:: Testo estratto ::
Per Sherin Khankan essere imamah…
Significa svolgere un ruolo nella società e prendersi cura dello
spirito dei membri della comunità, della ummah. […] È importante che le
donne possano rivolgersi ad altre donne per questioni personali come il
divorzio, la violenza fisica e mentale, la perdita o l’attesa di un
figlio, cose intime di cui una donna preferisce parlare con un’altra
donna e non con un uomo, cosí come di tante cose religiose.
Rebeya Müller è la prima donna imamah in Germania. Negli anni ’90 a
Colonia, ha fondato ZIF, un centro studi per promuovere il messaggio di
un Corano che non fa distinzioni di genere e per divulgarlo più
efficacemente ha fatto rete con altre teologhe e centri femministi
musulmani nel mondo. Ha creato inoltre un progetto pilota chiamato
Muslim 3.0 per prevenire il fenomeno della radicalizzazione tra i
ragazzi, potenziali foreign fighters, promuovendo l’insegnamento dei
principi dell’Islam progressista.
Edina Lekovich lavora nel gabinetto del sindaco di Los Angeles e si
occupa di rapporti interreligiosi, in particolare di collaborazione fra
la comunità musulmana e quella ebraica e svolge il ruolo di imamah
nell’Islamic Center of Southern California che per scelta di Hasna
Maznavi, la sua fondatrice non intende aprirsi a un gruppo misto di
fedeli.
La moschea vuole rimanere il luogo della riflessione femminile […]
secondo la Islamic Shura Council of Southern California due terzi delle
moschee in America hanno una separazione, un muro, una tenda, un
sottoscala, una stanza a parte, dietro la quale sono confinate le
donne, che non possono vedere l’imam, a meno che non sia stato
predisposto un sistema video, e si accontentano di ascoltarne la voce,
magari grazie a un altoparlante, e pregano guardando il muro, dove
potrebbe essere stato appeso un quadro della Ca’bah alla Mecca, per
ispirazione.
:::
:: Dati forniti ::
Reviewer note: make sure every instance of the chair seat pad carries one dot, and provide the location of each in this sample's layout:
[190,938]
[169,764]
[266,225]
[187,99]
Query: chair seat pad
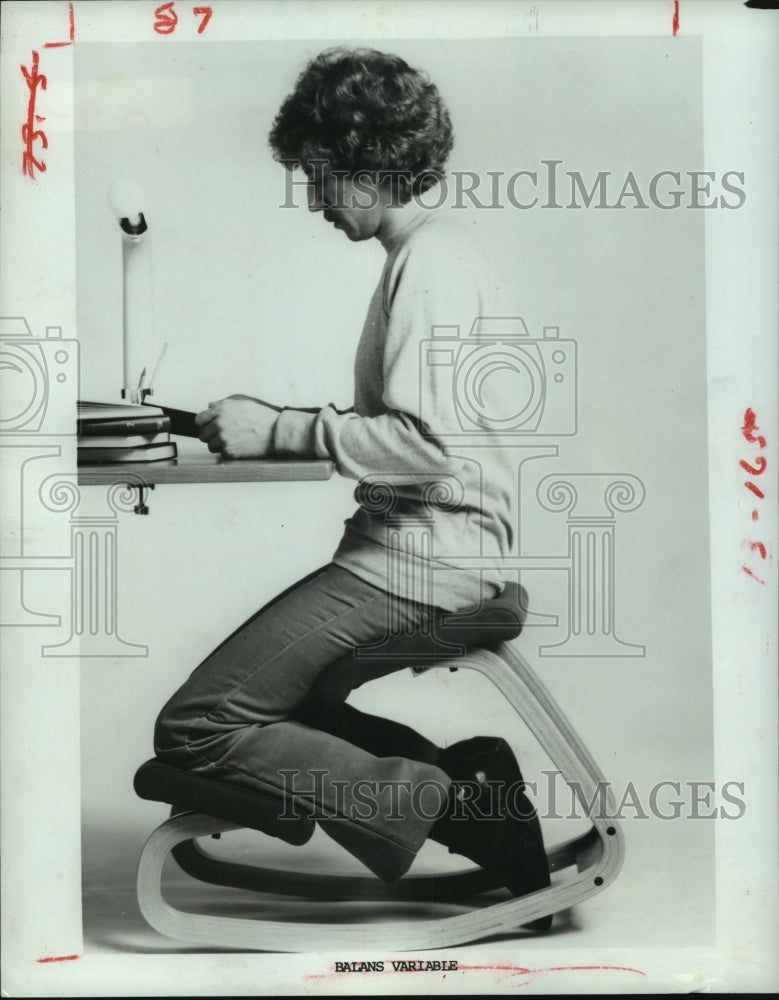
[257,810]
:::
Completa quanto segue:
(1) Secondo il testo sulle donne imamah, in quale città Rebeya Müller ha fondato il centro studi ZIF?
(2) Trascrivi dal testo sulle donne imamah il passo che va da "Per Sherin Khankan" fino a "tante cose religiose.".
(3) Scrivi il seguito del testo sulle donne imamah, riprendendo subito dopo l'ultima frase.

Risultati esercizio:
(1) A Colonia.

(2)
Per Sherin Khankan essere imamah…
Significa svolgere un ruolo nella società e prendersi cura dello
spirito dei membri della comunità, della ummah. […] È importante che le
donne possano rivolgersi ad altre donne per questioni personali come il
divorzio, la violenza fisica e mentale, la perdita o l’attesa di un
figlio, cose intime di cui una donna preferisce parlare con un’altra
donna e non con un uomo, cosí come di tante cose religiose.

(3)
Questo ha spinto Hasna insieme alla avvocato Sana Muttalib, la regista
Nia Malika Dixon e la commercialista Zaiba Omar, a dare vita a questa
moschea per sole donne. Il loro è un messaggio chiaro e diretto a
quell’Occidente…che al suo meglio ha raccontato l’Oriente attraverso le
favole di Disney e al suo peggio con gli stereotipi. Le donne musulmane
la loro jihad la vogliono fare da sole, all’interno dell’Islam e con
gli uomini, non contro di loro.
Ani Zonnenveld di Los Angeles è la più trasgressiva delle imamah
raccontate. È la fondatrice del MPV (Muslims for Progressive Values),
un’organizzazione dell’Islam progressista, che tra i suoi principi
fondamentali promuove
l’empowerment of women, l’affermazione delle donne’, anche in ambito
spirituale con la convinzione che puoi essere uomo, donna, trans o
qualsiasi cosa in mezzo, siamo tutti creati uguali da Dio e lo siamo
anche spiritualmente. La diseguaglianza delle donne nella religione è
alla base di tanti comportamenti patriarcali e misogini nella società.
Cosa accomuna tutte queste donne è il percorso ermeneutico e
linguistico; si battono tutte con determinazione e passione per
chiarire e ribadire che il maschilismo nel mondo musulmano non affonda
le sue radici nella Rivelazione ma nella storia, nel contesto sociale
in cui è avvenuta e nell’interpretazione esclusivamente maschile del
Corano, dall’Arabia del VII secolo e per i quattordici secoli
successivi.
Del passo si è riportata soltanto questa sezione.